Activity =
Find out how many lines of the material contain the string "below" and give only that figure.

+++

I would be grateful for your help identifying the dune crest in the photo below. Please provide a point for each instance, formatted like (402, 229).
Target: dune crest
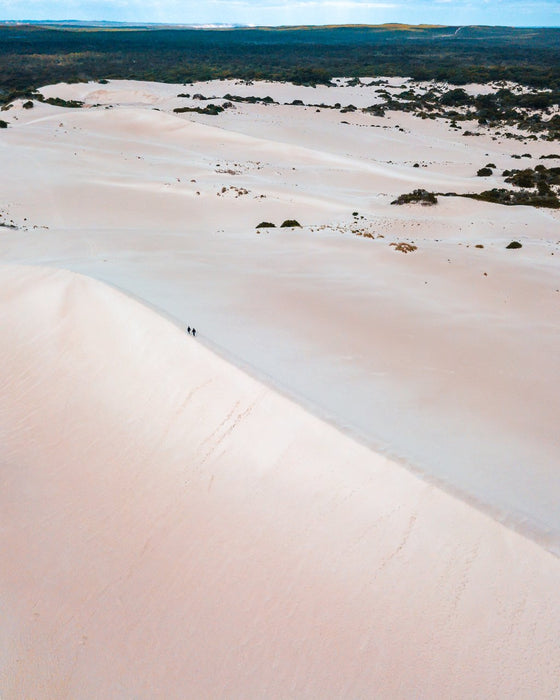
(173, 528)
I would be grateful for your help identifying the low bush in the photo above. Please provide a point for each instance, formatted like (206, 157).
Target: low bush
(417, 196)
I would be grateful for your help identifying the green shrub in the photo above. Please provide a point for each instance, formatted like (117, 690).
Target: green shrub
(422, 196)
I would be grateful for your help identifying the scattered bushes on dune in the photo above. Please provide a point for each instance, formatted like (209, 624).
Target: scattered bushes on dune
(212, 110)
(404, 247)
(515, 198)
(417, 196)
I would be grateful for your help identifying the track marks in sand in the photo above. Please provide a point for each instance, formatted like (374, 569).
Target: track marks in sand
(233, 419)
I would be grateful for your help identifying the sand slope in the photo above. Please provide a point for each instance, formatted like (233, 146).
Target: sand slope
(173, 528)
(447, 358)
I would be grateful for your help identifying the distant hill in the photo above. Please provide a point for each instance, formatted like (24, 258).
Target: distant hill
(37, 53)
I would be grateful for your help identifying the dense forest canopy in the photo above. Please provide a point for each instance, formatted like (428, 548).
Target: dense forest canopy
(33, 55)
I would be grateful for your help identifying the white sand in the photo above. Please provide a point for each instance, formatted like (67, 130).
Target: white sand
(420, 355)
(164, 542)
(173, 528)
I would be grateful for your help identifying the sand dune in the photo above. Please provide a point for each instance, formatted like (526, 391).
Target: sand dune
(174, 528)
(445, 359)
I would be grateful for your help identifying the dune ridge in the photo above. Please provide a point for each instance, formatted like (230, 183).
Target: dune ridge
(172, 527)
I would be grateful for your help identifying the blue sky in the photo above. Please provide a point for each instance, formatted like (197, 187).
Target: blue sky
(274, 12)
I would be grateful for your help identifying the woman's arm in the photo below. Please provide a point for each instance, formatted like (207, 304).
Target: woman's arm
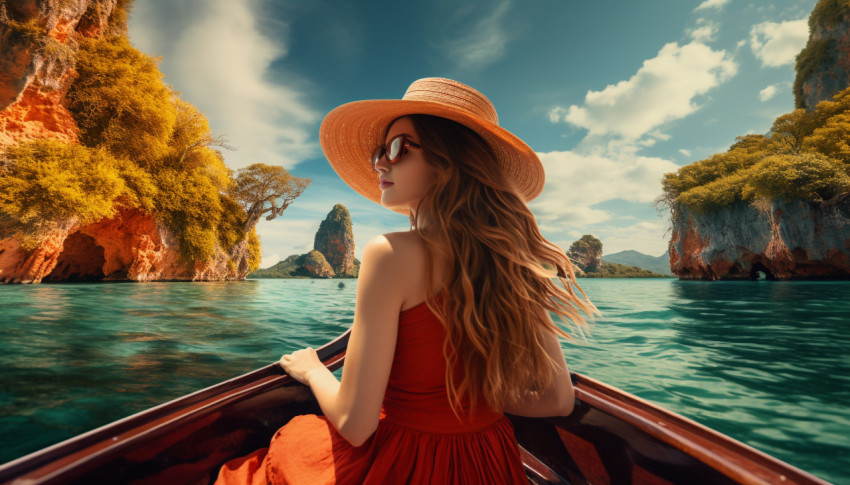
(558, 400)
(354, 404)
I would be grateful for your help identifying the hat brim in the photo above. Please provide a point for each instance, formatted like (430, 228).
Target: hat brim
(349, 134)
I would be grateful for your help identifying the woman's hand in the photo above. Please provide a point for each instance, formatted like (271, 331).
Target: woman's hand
(299, 363)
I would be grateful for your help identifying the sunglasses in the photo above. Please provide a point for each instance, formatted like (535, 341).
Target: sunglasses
(394, 149)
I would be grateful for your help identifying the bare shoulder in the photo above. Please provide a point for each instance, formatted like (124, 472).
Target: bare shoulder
(399, 246)
(398, 259)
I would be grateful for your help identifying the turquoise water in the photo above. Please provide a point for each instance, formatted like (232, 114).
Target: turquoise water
(763, 362)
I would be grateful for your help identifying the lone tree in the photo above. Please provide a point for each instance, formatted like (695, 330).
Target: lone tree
(586, 253)
(262, 189)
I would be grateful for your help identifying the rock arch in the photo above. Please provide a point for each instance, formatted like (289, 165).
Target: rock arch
(81, 259)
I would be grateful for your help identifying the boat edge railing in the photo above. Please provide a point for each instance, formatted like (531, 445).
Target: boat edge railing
(262, 379)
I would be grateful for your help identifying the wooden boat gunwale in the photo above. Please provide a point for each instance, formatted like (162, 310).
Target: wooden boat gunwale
(78, 455)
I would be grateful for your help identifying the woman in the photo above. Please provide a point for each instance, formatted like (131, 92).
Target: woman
(451, 324)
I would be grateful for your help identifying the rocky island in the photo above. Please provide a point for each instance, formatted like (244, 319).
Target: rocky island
(105, 173)
(776, 205)
(332, 255)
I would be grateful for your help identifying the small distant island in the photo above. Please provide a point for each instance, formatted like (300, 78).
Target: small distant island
(586, 255)
(332, 255)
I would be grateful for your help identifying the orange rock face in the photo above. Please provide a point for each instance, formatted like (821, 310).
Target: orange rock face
(38, 114)
(793, 240)
(129, 247)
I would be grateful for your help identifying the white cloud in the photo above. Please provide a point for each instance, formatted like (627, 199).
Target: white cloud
(647, 237)
(577, 180)
(711, 4)
(777, 44)
(215, 55)
(482, 40)
(768, 92)
(283, 237)
(556, 113)
(663, 89)
(704, 33)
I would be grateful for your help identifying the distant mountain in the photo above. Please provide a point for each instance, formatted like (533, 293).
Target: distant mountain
(616, 270)
(656, 264)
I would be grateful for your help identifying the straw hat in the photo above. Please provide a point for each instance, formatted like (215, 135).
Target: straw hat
(351, 132)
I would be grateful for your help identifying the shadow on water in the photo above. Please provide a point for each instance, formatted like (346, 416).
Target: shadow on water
(774, 348)
(790, 329)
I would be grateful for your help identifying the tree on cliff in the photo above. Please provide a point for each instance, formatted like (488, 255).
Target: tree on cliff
(262, 189)
(586, 253)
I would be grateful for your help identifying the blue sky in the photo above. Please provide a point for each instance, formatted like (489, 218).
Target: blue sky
(611, 95)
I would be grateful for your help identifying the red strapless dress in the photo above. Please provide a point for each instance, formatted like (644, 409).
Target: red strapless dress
(418, 440)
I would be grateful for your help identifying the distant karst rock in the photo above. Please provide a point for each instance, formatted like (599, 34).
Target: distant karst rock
(130, 246)
(39, 44)
(317, 266)
(655, 264)
(823, 66)
(783, 240)
(586, 253)
(335, 240)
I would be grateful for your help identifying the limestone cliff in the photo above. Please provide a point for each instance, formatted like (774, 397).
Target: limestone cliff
(777, 204)
(37, 48)
(332, 256)
(784, 240)
(823, 67)
(131, 246)
(335, 239)
(39, 44)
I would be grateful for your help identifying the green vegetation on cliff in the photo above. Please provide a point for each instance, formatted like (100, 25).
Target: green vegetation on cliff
(805, 157)
(140, 146)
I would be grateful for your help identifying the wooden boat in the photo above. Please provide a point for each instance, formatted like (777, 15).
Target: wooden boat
(610, 438)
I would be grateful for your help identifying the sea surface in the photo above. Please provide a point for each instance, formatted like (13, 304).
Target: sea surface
(767, 363)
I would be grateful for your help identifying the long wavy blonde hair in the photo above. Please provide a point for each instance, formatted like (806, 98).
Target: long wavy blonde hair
(500, 272)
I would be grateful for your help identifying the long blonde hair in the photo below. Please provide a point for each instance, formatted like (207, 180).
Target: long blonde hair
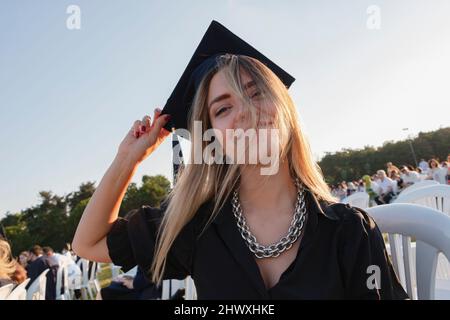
(7, 263)
(216, 181)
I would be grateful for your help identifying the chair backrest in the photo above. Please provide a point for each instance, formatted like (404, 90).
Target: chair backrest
(418, 185)
(433, 196)
(115, 270)
(430, 228)
(5, 290)
(62, 280)
(94, 269)
(191, 292)
(357, 199)
(36, 291)
(170, 287)
(84, 266)
(19, 292)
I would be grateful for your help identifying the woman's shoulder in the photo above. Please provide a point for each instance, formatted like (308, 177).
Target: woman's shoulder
(347, 215)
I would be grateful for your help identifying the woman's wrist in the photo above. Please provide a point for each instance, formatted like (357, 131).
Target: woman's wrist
(124, 161)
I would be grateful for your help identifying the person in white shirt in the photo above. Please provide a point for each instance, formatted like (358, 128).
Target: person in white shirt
(423, 165)
(385, 188)
(435, 171)
(409, 177)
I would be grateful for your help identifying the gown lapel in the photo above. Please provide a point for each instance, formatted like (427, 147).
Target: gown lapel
(227, 228)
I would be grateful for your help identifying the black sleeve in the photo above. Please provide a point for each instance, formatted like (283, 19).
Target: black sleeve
(367, 270)
(132, 242)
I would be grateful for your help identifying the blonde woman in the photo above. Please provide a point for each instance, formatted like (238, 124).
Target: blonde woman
(7, 264)
(238, 233)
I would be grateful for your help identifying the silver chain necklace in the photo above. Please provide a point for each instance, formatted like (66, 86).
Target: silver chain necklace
(286, 242)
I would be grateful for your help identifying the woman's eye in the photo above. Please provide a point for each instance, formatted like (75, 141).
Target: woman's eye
(256, 94)
(221, 110)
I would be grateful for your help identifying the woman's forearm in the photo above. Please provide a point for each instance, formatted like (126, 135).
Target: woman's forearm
(103, 208)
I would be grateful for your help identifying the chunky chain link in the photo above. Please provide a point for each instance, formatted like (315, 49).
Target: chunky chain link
(286, 242)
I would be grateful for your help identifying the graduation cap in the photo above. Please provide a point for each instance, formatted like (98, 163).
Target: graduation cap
(217, 40)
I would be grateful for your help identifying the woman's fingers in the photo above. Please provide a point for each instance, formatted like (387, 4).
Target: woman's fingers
(154, 126)
(156, 114)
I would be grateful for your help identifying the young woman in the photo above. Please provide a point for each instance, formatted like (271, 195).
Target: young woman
(239, 234)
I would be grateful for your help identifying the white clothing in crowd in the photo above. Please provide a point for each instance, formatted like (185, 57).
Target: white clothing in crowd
(385, 185)
(411, 177)
(423, 165)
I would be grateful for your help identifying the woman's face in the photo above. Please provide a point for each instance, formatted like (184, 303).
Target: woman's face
(227, 111)
(23, 259)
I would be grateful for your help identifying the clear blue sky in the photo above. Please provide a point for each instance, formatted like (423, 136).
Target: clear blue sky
(67, 97)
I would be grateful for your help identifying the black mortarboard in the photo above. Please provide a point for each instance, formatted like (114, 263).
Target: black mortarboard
(217, 40)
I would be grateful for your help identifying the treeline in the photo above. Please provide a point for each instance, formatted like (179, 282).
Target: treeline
(54, 220)
(350, 164)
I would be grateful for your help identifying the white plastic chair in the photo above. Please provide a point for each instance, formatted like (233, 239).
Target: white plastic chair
(36, 291)
(170, 287)
(62, 279)
(191, 293)
(85, 286)
(93, 282)
(418, 185)
(115, 270)
(431, 230)
(5, 290)
(19, 292)
(357, 199)
(433, 196)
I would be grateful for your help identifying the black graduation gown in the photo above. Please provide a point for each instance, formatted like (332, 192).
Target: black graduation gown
(339, 245)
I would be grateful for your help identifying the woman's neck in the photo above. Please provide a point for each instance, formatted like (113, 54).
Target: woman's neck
(266, 192)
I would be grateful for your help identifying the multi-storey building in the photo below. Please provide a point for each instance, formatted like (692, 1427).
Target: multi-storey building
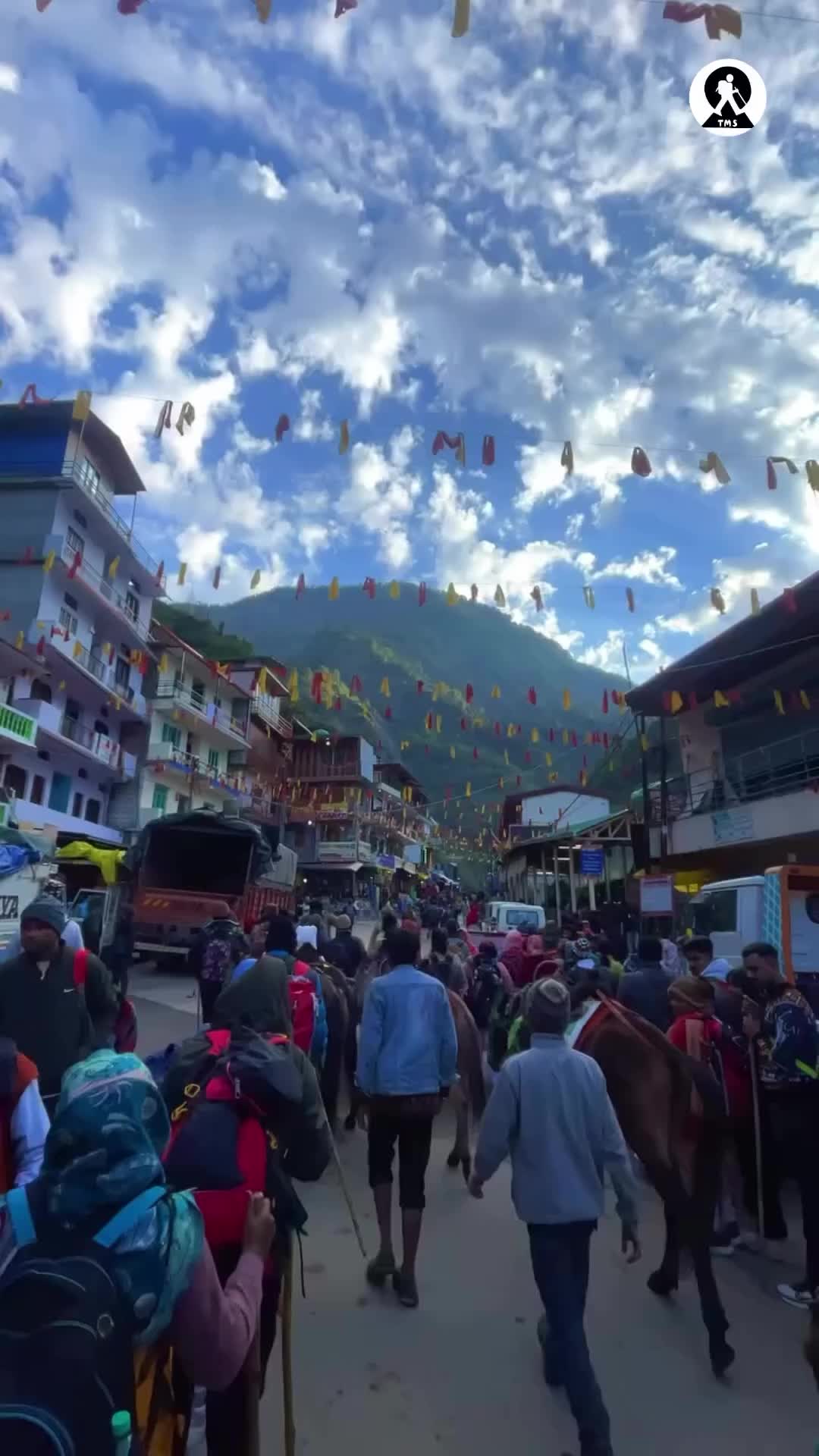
(331, 795)
(76, 593)
(199, 720)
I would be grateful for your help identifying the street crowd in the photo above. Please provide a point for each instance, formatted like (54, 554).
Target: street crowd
(111, 1267)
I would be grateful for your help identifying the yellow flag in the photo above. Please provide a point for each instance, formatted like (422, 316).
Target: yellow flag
(82, 405)
(461, 19)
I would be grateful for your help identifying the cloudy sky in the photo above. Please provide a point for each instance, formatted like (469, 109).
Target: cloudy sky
(519, 234)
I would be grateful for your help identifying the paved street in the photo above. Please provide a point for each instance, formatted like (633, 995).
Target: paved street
(461, 1373)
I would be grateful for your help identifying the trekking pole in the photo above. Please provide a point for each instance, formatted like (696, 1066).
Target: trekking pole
(287, 1359)
(346, 1191)
(757, 1144)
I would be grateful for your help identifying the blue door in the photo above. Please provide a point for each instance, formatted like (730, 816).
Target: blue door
(60, 792)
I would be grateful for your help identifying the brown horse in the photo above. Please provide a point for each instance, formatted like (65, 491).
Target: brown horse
(651, 1085)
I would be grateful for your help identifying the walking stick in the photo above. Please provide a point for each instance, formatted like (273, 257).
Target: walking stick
(287, 1359)
(757, 1142)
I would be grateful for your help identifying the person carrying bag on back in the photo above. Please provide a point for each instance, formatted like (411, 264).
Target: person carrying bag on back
(107, 1283)
(55, 1003)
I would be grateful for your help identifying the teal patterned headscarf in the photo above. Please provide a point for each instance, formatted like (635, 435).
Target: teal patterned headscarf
(104, 1147)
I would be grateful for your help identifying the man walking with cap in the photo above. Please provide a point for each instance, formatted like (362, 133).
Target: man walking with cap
(55, 1003)
(551, 1114)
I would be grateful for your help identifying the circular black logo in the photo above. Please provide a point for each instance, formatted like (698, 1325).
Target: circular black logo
(727, 96)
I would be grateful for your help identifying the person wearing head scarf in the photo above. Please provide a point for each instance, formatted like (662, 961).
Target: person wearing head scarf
(104, 1149)
(512, 957)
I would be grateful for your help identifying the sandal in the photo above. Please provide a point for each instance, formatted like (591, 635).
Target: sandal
(407, 1291)
(379, 1270)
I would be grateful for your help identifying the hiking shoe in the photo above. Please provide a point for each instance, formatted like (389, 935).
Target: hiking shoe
(379, 1270)
(722, 1244)
(799, 1296)
(407, 1291)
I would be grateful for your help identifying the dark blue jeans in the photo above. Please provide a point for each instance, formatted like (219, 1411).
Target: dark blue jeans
(560, 1260)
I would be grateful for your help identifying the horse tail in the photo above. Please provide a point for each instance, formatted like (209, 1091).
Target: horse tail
(469, 1055)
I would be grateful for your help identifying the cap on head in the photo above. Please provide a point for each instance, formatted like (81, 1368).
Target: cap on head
(46, 912)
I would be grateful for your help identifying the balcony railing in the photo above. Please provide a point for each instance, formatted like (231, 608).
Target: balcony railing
(268, 711)
(760, 774)
(76, 471)
(15, 726)
(104, 588)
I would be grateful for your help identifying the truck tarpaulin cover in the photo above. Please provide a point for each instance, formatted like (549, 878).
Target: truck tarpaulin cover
(212, 827)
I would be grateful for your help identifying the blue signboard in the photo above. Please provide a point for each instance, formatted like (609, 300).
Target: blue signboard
(592, 862)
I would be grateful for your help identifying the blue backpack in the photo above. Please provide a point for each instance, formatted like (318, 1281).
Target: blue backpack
(66, 1332)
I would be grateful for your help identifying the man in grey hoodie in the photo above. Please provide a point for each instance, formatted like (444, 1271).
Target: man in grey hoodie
(551, 1114)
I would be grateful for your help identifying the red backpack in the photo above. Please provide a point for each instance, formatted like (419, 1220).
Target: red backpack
(303, 1006)
(126, 1022)
(223, 1141)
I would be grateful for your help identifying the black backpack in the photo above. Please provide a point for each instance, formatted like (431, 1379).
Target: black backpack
(66, 1332)
(484, 993)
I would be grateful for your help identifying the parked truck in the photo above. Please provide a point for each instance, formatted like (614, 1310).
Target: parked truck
(187, 864)
(780, 908)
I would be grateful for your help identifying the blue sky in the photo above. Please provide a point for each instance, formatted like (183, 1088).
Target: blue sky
(522, 234)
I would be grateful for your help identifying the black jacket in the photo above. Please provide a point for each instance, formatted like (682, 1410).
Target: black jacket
(50, 1019)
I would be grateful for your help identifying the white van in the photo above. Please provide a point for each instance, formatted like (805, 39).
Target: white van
(503, 916)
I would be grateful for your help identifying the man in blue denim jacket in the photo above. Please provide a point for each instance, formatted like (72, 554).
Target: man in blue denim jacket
(407, 1060)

+++

Answer to the problem =
4